## WHAT YOU HAVE TO DO
Rewrite all of the records below, replacing every "Target" with "Label" and leaving everything else as it is.

## DATASET RECORDS
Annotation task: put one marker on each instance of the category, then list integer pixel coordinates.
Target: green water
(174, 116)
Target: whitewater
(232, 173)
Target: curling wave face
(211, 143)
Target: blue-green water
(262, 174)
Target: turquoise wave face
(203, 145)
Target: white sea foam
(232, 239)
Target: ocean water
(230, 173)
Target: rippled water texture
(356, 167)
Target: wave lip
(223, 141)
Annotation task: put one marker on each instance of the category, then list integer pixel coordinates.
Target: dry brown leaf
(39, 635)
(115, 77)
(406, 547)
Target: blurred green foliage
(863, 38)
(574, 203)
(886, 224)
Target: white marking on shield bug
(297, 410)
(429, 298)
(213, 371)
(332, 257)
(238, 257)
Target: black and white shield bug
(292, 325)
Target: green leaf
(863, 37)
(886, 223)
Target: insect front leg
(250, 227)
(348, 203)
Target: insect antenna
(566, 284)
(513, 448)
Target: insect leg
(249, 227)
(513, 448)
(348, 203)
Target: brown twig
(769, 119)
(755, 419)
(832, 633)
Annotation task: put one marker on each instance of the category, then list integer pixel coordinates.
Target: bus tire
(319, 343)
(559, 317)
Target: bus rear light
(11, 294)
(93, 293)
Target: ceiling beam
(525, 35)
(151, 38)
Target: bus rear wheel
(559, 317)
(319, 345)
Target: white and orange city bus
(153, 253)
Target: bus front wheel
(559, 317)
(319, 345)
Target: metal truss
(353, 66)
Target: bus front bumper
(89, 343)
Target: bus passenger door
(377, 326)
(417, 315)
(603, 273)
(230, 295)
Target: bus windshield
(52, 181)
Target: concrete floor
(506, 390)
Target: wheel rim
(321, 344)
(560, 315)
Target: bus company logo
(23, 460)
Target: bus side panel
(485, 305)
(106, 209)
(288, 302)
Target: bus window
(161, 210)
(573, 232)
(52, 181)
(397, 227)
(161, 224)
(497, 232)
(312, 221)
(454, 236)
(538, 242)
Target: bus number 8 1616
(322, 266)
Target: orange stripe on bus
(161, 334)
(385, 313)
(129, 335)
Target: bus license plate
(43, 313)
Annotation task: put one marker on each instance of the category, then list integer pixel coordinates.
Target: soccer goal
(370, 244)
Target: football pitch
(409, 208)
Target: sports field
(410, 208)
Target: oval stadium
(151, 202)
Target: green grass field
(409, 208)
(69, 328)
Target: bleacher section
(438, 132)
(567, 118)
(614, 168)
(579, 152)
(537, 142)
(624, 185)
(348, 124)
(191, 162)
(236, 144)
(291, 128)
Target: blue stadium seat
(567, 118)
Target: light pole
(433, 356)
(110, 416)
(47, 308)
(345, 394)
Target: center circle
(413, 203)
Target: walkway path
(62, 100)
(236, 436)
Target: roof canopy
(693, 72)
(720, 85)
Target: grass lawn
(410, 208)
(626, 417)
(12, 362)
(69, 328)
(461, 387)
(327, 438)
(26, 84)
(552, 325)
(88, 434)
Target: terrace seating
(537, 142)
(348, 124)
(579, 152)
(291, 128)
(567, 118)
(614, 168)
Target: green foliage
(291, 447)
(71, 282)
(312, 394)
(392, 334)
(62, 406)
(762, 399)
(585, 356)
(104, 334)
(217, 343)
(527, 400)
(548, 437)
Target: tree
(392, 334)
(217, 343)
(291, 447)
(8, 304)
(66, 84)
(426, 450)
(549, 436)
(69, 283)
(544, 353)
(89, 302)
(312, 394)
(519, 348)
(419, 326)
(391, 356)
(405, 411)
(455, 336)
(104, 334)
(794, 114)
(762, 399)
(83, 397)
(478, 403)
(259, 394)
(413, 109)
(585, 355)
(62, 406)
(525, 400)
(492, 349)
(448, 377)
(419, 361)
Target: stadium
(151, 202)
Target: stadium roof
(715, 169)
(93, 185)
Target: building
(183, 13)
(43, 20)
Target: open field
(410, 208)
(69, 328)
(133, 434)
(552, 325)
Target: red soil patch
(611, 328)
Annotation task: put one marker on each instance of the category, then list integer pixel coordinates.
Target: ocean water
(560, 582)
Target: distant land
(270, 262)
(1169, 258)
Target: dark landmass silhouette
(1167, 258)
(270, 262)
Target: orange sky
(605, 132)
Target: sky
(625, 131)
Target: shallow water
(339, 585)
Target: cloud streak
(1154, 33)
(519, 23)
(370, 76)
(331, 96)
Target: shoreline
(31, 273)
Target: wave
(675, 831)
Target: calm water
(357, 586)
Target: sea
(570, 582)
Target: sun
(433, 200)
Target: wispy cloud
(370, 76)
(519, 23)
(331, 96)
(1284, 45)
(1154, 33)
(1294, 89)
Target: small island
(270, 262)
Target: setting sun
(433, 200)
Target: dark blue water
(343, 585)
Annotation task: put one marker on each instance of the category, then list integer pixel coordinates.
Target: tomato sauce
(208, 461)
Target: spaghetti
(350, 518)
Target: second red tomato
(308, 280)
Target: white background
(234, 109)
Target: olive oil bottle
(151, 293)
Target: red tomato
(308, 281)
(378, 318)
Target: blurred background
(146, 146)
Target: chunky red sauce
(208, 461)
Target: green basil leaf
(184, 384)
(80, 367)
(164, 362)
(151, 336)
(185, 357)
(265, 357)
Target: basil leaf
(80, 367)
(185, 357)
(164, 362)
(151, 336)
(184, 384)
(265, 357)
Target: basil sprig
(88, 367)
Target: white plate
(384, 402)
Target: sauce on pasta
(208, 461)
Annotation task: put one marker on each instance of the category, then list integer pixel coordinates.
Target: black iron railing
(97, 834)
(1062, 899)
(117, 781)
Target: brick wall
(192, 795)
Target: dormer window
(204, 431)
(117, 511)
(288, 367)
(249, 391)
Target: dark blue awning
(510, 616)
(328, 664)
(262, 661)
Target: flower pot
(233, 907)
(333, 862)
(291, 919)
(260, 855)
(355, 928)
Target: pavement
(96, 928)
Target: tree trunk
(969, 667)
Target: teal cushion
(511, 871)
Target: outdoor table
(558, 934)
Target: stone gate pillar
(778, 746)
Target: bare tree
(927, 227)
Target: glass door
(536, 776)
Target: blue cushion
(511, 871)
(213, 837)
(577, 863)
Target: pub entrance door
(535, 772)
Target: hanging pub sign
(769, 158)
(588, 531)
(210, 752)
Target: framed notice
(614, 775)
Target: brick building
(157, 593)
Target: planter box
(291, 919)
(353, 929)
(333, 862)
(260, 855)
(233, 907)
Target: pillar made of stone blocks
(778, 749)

## PROBLEM SOLUTION
Annotation task: put one marker on each instance of the category, then list integer pixel coordinates.
Label: green water
(174, 116)
Label: whitewater
(232, 173)
Label: curling wave face
(211, 143)
Label: blue-green water
(262, 174)
Label: turquoise wave face
(203, 145)
Label: white sea foam
(232, 239)
Label: ocean water
(230, 173)
Label: rippled water texture
(356, 167)
Label: wave lip
(223, 141)
Annotation task: put one marker on each instance of the category, then list integer pixel coordinates.
Label: dry brown leaf
(39, 635)
(115, 77)
(406, 547)
Label: blurred green foliage
(863, 38)
(574, 203)
(886, 224)
Label: white marking on shield bug
(297, 410)
(429, 298)
(213, 371)
(332, 257)
(238, 257)
Label: black and white shield bug
(292, 325)
Label: green leaf
(863, 37)
(886, 223)
Label: insect front leg
(250, 227)
(348, 203)
Label: insect antenna
(566, 284)
(513, 448)
Label: insect leg
(249, 227)
(513, 448)
(348, 203)
Label: brown twig
(769, 119)
(755, 419)
(832, 633)
Annotation task: put one marker on each instance of the category, then list integer pixel coordinates.
Label: bus tire
(319, 343)
(559, 317)
Label: bus rear light
(11, 294)
(93, 293)
Label: ceiling beam
(525, 35)
(151, 38)
Label: bus rear wheel
(559, 317)
(319, 345)
Label: white and orange city bus
(153, 253)
Label: bus front wheel
(559, 317)
(319, 345)
Label: metal truss
(353, 66)
Label: bus front bumper
(89, 343)
Label: bus passenger door
(377, 326)
(417, 315)
(603, 273)
(230, 295)
Label: bus windshield
(52, 181)
Label: concrete floor
(506, 390)
Label: wheel rim
(321, 344)
(560, 315)
Label: bus company logo
(23, 460)
Label: bus side panel
(485, 305)
(106, 209)
(288, 302)
Label: bus window
(161, 210)
(573, 232)
(52, 181)
(397, 227)
(161, 224)
(497, 232)
(312, 221)
(454, 236)
(538, 242)
Label: bus number 8 1616
(322, 266)
Label: orange stripe on bus
(161, 334)
(385, 313)
(129, 335)
Label: bus license plate
(43, 313)
Annotation task: put one marker on each instance of the category, then list integer pixel coordinates.
Label: soccer goal
(370, 244)
Label: football pitch
(409, 208)
Label: sports field
(410, 208)
Label: oval stadium
(151, 202)
Label: green grass field
(409, 208)
(69, 328)
Label: bleacher section
(438, 132)
(567, 118)
(614, 168)
(579, 152)
(537, 142)
(624, 185)
(348, 124)
(191, 162)
(236, 144)
(291, 128)
Label: blue stadium seat
(567, 118)
Label: light pole
(433, 356)
(110, 416)
(47, 308)
(345, 394)
Label: center circle
(413, 203)
Label: walkway path
(62, 100)
(236, 436)
Label: roof canopy
(693, 72)
(720, 85)
Label: grass lawn
(410, 208)
(626, 417)
(12, 362)
(69, 328)
(461, 387)
(327, 438)
(26, 84)
(552, 325)
(88, 434)
Label: terrace seating
(537, 142)
(348, 124)
(579, 152)
(291, 128)
(567, 118)
(614, 168)
Label: green foliage
(291, 447)
(71, 282)
(312, 394)
(392, 334)
(62, 406)
(762, 399)
(585, 356)
(104, 334)
(217, 343)
(527, 400)
(548, 437)
Label: tree
(392, 334)
(217, 343)
(291, 447)
(8, 304)
(66, 84)
(426, 450)
(549, 436)
(69, 283)
(544, 353)
(89, 302)
(312, 394)
(519, 348)
(419, 326)
(391, 356)
(405, 411)
(455, 336)
(104, 334)
(794, 114)
(762, 399)
(83, 397)
(478, 403)
(259, 394)
(413, 109)
(585, 355)
(62, 406)
(525, 400)
(492, 349)
(448, 377)
(419, 361)
Label: stadium
(151, 202)
Label: stadium roof
(715, 169)
(93, 185)
Label: building
(183, 13)
(43, 20)
Label: open field
(410, 208)
(69, 328)
(133, 434)
(552, 325)
Label: red soil patch
(611, 328)
Annotation task: put one marker on each instance of the category, then list integer pixel coordinates.
Label: ocean water
(560, 582)
Label: distant land
(270, 262)
(1169, 258)
Label: dark landmass silhouette
(1167, 258)
(270, 262)
Label: orange sky
(605, 132)
Label: sky
(625, 131)
Label: shallow water
(339, 585)
Label: cloud streak
(1154, 33)
(519, 23)
(370, 76)
(331, 96)
Label: shoreline
(31, 273)
Label: wave
(675, 831)
Label: calm water
(357, 586)
Label: sea
(570, 582)
Label: sun
(433, 200)
Label: wispy cloud
(370, 76)
(519, 23)
(331, 96)
(1284, 45)
(1154, 33)
(1294, 89)
Label: small island
(270, 262)
Label: setting sun
(433, 200)
Label: dark blue water
(343, 585)
Annotation task: put one marker on each instance of the category, then list integer pixel coordinates.
Label: tomato sauce
(208, 461)
Label: spaghetti
(350, 518)
Label: second red tomato
(308, 280)
Label: white background
(234, 109)
Label: olive oil bottle
(151, 293)
Label: red tomato
(308, 281)
(378, 318)
Label: blurred background
(146, 146)
Label: chunky red sauce
(208, 461)
Label: green basil leaf
(184, 384)
(80, 367)
(164, 362)
(151, 336)
(185, 357)
(265, 357)
Label: basil leaf
(80, 367)
(185, 357)
(164, 362)
(151, 336)
(184, 384)
(265, 357)
Label: basil sprig
(88, 367)
Label: white plate
(384, 402)
Label: sauce on pasta
(208, 461)
Annotation task: put one marker on each instance of the category, then list integer pixel coordinates.
Label: black iron railing
(97, 834)
(1062, 899)
(117, 781)
Label: brick wall
(192, 795)
Label: dormer window
(204, 431)
(117, 511)
(288, 367)
(249, 391)
Label: dark blue awning
(510, 616)
(328, 664)
(262, 661)
Label: flower pot
(233, 907)
(333, 862)
(291, 919)
(260, 855)
(355, 928)
Label: pavement
(96, 928)
Label: tree trunk
(969, 667)
Label: teal cushion
(511, 871)
Label: outdoor table
(558, 934)
Label: stone gate pillar
(778, 746)
Label: bare tree
(927, 227)
Label: glass door
(536, 776)
Label: blue cushion
(511, 871)
(213, 837)
(577, 863)
Label: pub entrance door
(535, 772)
Label: hanging pub sign
(769, 158)
(588, 531)
(210, 752)
Label: framed notice
(614, 775)
Label: brick building
(157, 593)
Label: planter box
(291, 919)
(353, 929)
(333, 862)
(260, 855)
(233, 907)
Label: pillar made of stone blocks
(778, 749)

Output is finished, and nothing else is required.